--- DOCUMENT ---
===

A New Englander's Take on Golf
June 12, 2024
Cameron Wilson's standout amateur golf career included a Met Golf Amateur title and Met Golf Player of the Year honor, a Palmer Cup spot, and the individual NCAA Championship win while at Stanford.

As things currently sit: The glitz and glamour is now and forever will be shined upon those who play out childhood dreams and maintain status in the world of professional golf.

Then there is this: You should reserve healthy respect for those for whom perspective and reality are strong suits. In other words, cheers to those who know when to cut the cord, stop chasing the pro golf dream, and discover happiness outside of golf.

Where once they were junior golf standouts and elite collegians, Cameron Wilson and Stephanie Kono today are successful players in the real world, quite content, thank you very much, and totally appreciative of those doors that golf helped open.

Ditto Jake Shuman and Brent Wanner. Oh, and to be honest, so are hundreds of others, because sometimes to those who are up and close and within the playing arena, the passion can run dry.

“I got burned out and at the time, I didn’t have any status,” said Wilson, who graduated from Stanford in 2014 and chased pro golf for three years. “I wasn’t enjoying it. I was happy when I envisioned myself doing something else.”

Said Kono, who graduated from UCLA in 2012: “I got injured in 2015 (a disk in her back) and was never really the same. I was sitting out, wondering, ‘How much longer do I want to do this?’ That was stressful.”

Mind you, both Wilson and Kono savored great success so it’s not as if they didn’t have fuel for their pro golf dreams.

The pride of Rowayton, Conn., Wilson was the individual NCAA champion in 2014, though he’ll tell you it was bittersweet because his talented Stanford team (Patrick Rodgers and Maverick McNealy were among those alongside) “gave one away there” and lost in the semifinals.

Kono, a high school teammate of Michelle Wie at the Punahou School in Honolulu, was part of UCLA’s NCAA women’s championship team in 2011. Her pursuit of the LPGA Tour lasted through 2019, but she was injured much of it.

“My back kept me from progressing,” she said.

However, in a world that has been tumultuously soiled by this sadness called NIL, we can restore some of our faith in a time-honored concept called education. Don’t get me wrong, golf was the vehicle which drove Wilson to Stanford, Kono to UCLA, Shuman to Duke, and Wanner to Wake Forest, but each of them – and many others like them – took their opportunity for an elite education seriously.

Today, their pursuits are tributes to their educational success. Please tell me that still holds great value in today's world.

Wilson, who went to the Johns Hopkins School of Advanced International Studies following Stanford, works for the Department of Energy in the loan program office.

Kono is a research assistant for Voloridge Investment Mgt. in Jupiter, Fla.

Shuman (Duke ’18) remains in the Boston area in the financial services industry.

===

--- GIVEN RECORDS ---
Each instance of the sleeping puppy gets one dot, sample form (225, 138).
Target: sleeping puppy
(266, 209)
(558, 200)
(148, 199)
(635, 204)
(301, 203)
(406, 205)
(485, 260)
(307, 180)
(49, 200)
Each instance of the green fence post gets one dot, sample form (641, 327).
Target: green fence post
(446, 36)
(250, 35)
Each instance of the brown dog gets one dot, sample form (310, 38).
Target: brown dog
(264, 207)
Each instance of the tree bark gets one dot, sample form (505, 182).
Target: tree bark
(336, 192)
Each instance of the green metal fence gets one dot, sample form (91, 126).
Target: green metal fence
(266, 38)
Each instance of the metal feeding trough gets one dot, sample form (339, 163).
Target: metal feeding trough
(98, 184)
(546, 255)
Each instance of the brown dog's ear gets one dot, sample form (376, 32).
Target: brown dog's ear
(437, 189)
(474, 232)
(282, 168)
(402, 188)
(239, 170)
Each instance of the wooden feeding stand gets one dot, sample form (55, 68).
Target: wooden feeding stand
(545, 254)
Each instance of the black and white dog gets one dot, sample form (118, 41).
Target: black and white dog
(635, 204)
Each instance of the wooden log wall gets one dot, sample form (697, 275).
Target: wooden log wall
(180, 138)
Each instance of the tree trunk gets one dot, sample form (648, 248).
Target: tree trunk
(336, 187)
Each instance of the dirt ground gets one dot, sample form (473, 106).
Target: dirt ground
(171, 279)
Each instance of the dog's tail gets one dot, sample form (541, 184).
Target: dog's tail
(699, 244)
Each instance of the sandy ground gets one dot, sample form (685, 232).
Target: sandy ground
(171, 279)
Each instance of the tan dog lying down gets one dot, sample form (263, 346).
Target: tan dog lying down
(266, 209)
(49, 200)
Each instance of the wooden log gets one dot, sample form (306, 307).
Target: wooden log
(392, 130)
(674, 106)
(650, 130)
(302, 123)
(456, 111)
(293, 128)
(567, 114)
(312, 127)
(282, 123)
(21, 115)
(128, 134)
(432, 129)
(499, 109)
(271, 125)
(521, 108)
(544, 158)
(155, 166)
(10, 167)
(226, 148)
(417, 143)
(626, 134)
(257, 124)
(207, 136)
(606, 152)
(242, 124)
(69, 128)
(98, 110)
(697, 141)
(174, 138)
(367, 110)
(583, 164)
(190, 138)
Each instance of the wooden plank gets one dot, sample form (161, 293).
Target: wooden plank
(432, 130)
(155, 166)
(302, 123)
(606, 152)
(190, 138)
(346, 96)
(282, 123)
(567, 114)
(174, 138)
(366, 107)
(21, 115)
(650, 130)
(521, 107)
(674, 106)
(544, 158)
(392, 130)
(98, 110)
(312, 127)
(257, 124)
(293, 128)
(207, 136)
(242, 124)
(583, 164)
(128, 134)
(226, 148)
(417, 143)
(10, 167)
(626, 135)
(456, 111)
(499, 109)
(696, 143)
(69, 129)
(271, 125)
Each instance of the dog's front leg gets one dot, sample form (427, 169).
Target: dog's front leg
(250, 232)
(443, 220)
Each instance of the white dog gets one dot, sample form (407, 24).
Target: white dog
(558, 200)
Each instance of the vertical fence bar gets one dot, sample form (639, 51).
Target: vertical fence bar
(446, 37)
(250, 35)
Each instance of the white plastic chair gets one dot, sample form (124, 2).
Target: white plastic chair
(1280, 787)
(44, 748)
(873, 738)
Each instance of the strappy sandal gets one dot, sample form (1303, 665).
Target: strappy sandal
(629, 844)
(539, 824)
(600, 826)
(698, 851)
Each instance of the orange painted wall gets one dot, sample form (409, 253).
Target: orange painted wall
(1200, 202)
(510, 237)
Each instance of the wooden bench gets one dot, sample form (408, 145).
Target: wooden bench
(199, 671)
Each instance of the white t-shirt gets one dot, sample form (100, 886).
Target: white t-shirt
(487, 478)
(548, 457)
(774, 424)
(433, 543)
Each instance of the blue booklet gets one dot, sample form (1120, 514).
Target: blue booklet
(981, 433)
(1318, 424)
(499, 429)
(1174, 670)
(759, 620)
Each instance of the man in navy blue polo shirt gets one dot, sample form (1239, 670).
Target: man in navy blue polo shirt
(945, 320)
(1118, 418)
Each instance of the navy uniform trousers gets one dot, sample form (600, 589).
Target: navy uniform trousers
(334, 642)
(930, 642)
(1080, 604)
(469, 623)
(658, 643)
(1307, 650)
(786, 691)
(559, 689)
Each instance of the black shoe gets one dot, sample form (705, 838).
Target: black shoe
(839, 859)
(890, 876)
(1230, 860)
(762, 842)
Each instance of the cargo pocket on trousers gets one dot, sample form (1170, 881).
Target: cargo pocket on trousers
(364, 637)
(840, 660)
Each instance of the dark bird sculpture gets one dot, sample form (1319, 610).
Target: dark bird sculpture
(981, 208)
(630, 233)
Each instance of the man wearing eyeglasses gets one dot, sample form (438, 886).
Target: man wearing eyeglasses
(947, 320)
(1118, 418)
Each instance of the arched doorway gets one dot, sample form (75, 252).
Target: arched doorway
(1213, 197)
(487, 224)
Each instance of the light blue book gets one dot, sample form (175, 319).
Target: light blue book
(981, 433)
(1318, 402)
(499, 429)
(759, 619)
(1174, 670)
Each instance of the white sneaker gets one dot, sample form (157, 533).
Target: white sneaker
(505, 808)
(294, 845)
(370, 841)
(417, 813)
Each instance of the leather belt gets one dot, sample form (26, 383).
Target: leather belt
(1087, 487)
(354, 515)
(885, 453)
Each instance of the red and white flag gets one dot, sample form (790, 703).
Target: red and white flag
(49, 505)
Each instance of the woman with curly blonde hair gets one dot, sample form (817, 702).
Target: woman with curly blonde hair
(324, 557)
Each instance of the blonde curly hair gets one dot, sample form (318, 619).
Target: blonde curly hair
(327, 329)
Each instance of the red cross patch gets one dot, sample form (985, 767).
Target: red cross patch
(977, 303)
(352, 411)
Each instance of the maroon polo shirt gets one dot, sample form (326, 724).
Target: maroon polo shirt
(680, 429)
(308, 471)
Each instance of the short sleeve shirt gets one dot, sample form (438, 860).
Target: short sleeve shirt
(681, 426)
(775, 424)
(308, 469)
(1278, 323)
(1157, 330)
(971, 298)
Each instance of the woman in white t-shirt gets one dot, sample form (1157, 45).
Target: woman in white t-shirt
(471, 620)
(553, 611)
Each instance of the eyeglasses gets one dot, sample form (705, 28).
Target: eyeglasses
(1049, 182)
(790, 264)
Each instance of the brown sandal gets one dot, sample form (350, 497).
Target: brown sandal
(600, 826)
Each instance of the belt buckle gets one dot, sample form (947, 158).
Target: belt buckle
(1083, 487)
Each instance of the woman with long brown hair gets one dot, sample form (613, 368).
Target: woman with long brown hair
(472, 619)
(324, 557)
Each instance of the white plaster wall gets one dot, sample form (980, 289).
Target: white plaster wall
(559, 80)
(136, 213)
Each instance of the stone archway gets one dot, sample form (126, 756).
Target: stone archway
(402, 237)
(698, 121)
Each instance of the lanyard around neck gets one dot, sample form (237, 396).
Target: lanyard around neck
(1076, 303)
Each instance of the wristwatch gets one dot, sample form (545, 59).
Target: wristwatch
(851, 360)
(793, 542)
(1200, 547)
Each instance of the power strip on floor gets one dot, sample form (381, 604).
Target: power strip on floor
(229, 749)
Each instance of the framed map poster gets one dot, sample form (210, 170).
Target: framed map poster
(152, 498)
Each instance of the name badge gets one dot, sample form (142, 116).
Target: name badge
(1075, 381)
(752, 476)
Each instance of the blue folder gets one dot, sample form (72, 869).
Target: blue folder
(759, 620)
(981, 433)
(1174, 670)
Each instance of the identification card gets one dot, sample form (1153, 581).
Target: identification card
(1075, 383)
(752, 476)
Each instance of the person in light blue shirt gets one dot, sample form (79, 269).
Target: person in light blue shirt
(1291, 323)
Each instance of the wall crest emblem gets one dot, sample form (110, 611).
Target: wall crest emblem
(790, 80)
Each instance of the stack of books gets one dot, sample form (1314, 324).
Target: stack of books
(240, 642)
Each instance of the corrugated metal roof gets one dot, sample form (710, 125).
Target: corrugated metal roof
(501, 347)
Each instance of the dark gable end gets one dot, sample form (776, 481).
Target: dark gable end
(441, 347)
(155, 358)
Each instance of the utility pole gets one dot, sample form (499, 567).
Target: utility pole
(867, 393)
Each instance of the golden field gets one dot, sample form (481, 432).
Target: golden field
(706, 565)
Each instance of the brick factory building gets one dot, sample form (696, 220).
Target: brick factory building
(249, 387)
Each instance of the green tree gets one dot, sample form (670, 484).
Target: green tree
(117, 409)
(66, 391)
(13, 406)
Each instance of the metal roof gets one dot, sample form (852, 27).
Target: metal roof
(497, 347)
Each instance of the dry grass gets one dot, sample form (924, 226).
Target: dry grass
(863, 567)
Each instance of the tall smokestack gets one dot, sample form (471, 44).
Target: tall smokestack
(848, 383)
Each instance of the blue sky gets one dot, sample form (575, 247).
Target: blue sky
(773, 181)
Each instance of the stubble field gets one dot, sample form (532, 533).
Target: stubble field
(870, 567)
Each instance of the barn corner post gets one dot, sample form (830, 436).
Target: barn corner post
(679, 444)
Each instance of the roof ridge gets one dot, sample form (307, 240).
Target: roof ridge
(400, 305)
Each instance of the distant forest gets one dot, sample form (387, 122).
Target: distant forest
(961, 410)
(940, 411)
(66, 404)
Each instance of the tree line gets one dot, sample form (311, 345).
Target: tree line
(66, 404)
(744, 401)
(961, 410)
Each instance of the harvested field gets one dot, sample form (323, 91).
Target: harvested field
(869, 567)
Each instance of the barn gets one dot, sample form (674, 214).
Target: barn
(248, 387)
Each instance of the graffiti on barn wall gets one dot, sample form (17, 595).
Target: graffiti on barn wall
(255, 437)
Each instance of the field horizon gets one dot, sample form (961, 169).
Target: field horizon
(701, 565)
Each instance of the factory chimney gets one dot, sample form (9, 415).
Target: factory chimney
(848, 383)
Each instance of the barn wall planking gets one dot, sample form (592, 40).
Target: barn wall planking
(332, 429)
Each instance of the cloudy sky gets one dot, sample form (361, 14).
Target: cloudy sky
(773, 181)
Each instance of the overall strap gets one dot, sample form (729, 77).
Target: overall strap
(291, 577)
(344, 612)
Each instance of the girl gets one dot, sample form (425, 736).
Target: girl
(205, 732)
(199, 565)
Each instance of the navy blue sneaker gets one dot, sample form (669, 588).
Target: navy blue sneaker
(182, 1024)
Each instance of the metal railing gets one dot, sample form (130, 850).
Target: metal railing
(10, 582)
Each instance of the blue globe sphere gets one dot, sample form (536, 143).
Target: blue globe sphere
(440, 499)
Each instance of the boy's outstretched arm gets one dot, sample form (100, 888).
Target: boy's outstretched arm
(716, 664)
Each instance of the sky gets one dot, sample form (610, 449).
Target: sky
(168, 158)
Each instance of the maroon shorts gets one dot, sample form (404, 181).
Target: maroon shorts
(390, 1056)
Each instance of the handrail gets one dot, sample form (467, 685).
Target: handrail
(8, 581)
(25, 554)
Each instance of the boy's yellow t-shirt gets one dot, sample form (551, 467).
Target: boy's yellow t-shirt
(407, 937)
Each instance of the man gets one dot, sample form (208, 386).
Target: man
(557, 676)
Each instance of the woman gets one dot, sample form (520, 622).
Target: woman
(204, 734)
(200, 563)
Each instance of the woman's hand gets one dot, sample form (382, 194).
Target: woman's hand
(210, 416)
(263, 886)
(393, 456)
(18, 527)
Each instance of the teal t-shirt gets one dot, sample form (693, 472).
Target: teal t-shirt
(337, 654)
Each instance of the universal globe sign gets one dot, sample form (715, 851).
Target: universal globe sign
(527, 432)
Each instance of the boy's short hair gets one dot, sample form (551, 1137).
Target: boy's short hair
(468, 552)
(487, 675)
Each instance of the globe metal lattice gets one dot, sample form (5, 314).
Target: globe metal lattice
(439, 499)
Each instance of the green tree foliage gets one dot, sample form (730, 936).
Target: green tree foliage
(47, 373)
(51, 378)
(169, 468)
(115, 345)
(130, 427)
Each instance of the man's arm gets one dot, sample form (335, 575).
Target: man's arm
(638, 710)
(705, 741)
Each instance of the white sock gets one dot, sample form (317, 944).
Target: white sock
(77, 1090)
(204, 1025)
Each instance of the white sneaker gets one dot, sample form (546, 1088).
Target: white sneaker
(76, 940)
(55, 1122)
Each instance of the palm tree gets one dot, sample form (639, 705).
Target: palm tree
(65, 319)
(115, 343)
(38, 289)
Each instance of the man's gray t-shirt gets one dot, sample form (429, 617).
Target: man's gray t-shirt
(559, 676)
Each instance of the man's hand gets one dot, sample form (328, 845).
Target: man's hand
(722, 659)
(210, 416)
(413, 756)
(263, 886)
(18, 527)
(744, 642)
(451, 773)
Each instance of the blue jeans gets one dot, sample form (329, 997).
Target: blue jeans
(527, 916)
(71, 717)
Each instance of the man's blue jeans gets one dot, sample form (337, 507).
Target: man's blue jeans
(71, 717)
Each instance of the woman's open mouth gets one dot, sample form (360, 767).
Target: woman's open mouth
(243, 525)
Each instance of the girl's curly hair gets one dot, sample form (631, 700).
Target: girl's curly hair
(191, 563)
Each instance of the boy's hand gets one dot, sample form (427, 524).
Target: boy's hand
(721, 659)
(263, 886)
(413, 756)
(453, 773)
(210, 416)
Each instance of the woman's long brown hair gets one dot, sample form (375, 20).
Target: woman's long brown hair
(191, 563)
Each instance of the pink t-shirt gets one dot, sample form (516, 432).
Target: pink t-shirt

===

--- PROBLEMS TO SOLVE ---
(1) Pull out each line of the records that contains the word "golden".
(2) Extend the article about former amateur golfers, picking up after its final sentence.

--- EXPECTED ANSWERS ---
(1)
Each instance of the golden field gets one dot, sample form (481, 432).
Target: golden field

(2)
As for Wanner’s intriguing road since leaving Wake Forest in 2003, he did graduate studies in energy and environment at Duke and eventually landed with the International Energy Agency in Paris. His title is head of the power sector unit of the World Energy Outlook.

Paris? Work with a global firm? Sounds better than grinding over 6-footers on Friday to make the cut.

Now entrenched in the business world, Stephanie Kono still embraces the chance to compete, like this winning effort in the Florida Women's Mid-Am championship.

But that speaks to what is deep within a lot of these very talented golfers and very worldy young people. Shuman, for instance, never looked at pro golf as the end-all – not when he was a high schooler, not when he was at Duke.

He knew people saw the best of the best week in and week out on television, and that they made piles of money. Ah, but he also knew this – “that’s not the reality for 99.9 percent (of those who chase pro golf).”

What separates a lot of these quality golfers who decide to lean on their education and not their clubhead speed is self-confidence to know they will achieve happiness outside of golf.

“There’s a sense of comfort (with golf). It’s what you know,” said Kono. “It’s hard to break from that comfort zone. Golf is great, but it can be confining. I always had an open mind; I wanted to learn.”

What struck Wilson early on with pro golf was the “big change in lifestyle.” Whereas collegians were used to chunks of time off between tournaments, the pro life had him on the road all the time. “There was no rhythm and it takes a lot to get used to.”

Still, he did not set up a timetable and choose a route to travel if things did not work out. “That would make it sound like I had a plan,” he laughed. “Fact is, I didn’t know what I wanted.”

But he knew what Kono knew. And what Shuman and Wanner knew. “I trusted (my education) would open doors,” said Wilson.

Long removed from that glorious stretch of golf at Prairie Dunes in Hutchinson, Kan., 54 holes of ball-striking brilliance that prompted Stanford coach Conrad Ray to call Wilson “maybe the most overlooked player here,” the onetime junior standout from Connecticut is quite content where he is.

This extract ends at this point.